**EXERCISE REQUIREMENTS**
Render each line of the material below as a JSON list of strings, one string per line, and leave out any blank lines.
------------------------
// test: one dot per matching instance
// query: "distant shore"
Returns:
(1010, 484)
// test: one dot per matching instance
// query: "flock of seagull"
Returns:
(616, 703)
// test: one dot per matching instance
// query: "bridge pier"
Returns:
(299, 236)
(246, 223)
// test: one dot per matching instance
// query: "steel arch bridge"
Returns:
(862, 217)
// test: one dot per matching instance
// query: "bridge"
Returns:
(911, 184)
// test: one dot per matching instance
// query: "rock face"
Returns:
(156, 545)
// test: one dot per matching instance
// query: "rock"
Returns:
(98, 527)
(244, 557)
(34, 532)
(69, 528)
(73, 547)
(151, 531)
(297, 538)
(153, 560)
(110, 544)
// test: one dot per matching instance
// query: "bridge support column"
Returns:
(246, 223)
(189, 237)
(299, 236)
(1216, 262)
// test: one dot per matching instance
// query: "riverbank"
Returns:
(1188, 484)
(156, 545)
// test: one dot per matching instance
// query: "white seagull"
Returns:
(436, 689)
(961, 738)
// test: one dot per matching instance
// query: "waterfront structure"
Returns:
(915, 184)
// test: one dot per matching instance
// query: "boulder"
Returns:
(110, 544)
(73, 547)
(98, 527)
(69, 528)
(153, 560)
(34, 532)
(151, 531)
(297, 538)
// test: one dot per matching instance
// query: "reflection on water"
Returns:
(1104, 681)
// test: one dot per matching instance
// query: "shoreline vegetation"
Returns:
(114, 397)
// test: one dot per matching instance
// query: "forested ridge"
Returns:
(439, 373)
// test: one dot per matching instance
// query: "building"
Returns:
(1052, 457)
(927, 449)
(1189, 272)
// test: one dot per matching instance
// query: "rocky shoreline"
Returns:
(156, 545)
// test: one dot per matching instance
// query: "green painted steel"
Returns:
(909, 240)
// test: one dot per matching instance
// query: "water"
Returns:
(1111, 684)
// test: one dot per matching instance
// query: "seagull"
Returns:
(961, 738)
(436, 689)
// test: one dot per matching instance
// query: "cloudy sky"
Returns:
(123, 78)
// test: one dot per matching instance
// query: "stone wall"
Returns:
------------------------
**FINISHED ANSWER**
[
  "// test: one dot per matching instance",
  "// query: \"distant shore\"",
  "Returns:",
  "(1010, 484)",
  "// test: one dot per matching instance",
  "// query: \"flock of seagull\"",
  "Returns:",
  "(616, 703)",
  "// test: one dot per matching instance",
  "// query: \"bridge pier\"",
  "Returns:",
  "(299, 236)",
  "(246, 223)",
  "// test: one dot per matching instance",
  "// query: \"steel arch bridge\"",
  "Returns:",
  "(862, 217)",
  "// test: one dot per matching instance",
  "// query: \"bridge\"",
  "Returns:",
  "(911, 184)",
  "// test: one dot per matching instance",
  "// query: \"rock face\"",
  "Returns:",
  "(156, 545)",
  "// test: one dot per matching instance",
  "// query: \"rock\"",
  "Returns:",
  "(98, 527)",
  "(244, 557)",
  "(34, 532)",
  "(69, 528)",
  "(73, 547)",
  "(151, 531)",
  "(297, 538)",
  "(153, 560)",
  "(110, 544)",
  "// test: one dot per matching instance",
  "// query: \"bridge support column\"",
  "Returns:",
  "(246, 223)",
  "(189, 237)",
  "(299, 236)",
  "(1216, 262)",
  "// test: one dot per matching instance",
  "// query: \"riverbank\"",
  "Returns:",
  "(1188, 484)",
  "(156, 545)",
  "// test: one dot per matching instance",
  "// query: \"white seagull\"",
  "Returns:",
  "(436, 689)",
  "(961, 738)",
  "// test: one dot per matching instance",
  "// query: \"waterfront structure\"",
  "Returns:",
  "(915, 184)",
  "// test: one dot per matching instance",
  "// query: \"boulder\"",
  "Returns:",
  "(110, 544)",
  "(73, 547)",
  "(98, 527)",
  "(69, 528)",
  "(153, 560)",
  "(34, 532)",
  "(151, 531)",
  "(297, 538)",
  "// test: one dot per matching instance",
  "// query: \"reflection on water\"",
  "Returns:",
  "(1104, 681)",
  "// test: one dot per matching instance",
  "// query: \"shoreline vegetation\"",
  "Returns:",
  "(114, 397)",
  "// test: one dot per matching instance",
  "// query: \"forested ridge\"",
  "Returns:",
  "(439, 373)",
  "// test: one dot per matching instance",
  "// query: \"building\"",
  "Returns:",
  "(1052, 457)",
  "(927, 449)",
  "(1189, 272)",
  "// test: one dot per matching instance",
  "// query: \"rocky shoreline\"",
  "Returns:",
  "(156, 545)",
  "// test: one dot per matching instance",
  "// query: \"green painted steel\"",
  "Returns:",
  "(909, 240)",
  "// test: one dot per matching instance",
  "// query: \"water\"",
  "Returns:",
  "(1111, 684)",
  "// test: one dot per matching instance",
  "// query: \"seagull\"",
  "Returns:",
  "(961, 738)",
  "(436, 689)",
  "// test: one dot per matching instance",
  "// query: \"cloudy sky\"",
  "Returns:",
  "(123, 78)",
  "// test: one dot per matching instance",
  "// query: \"stone wall\"",
  "Returns:"
]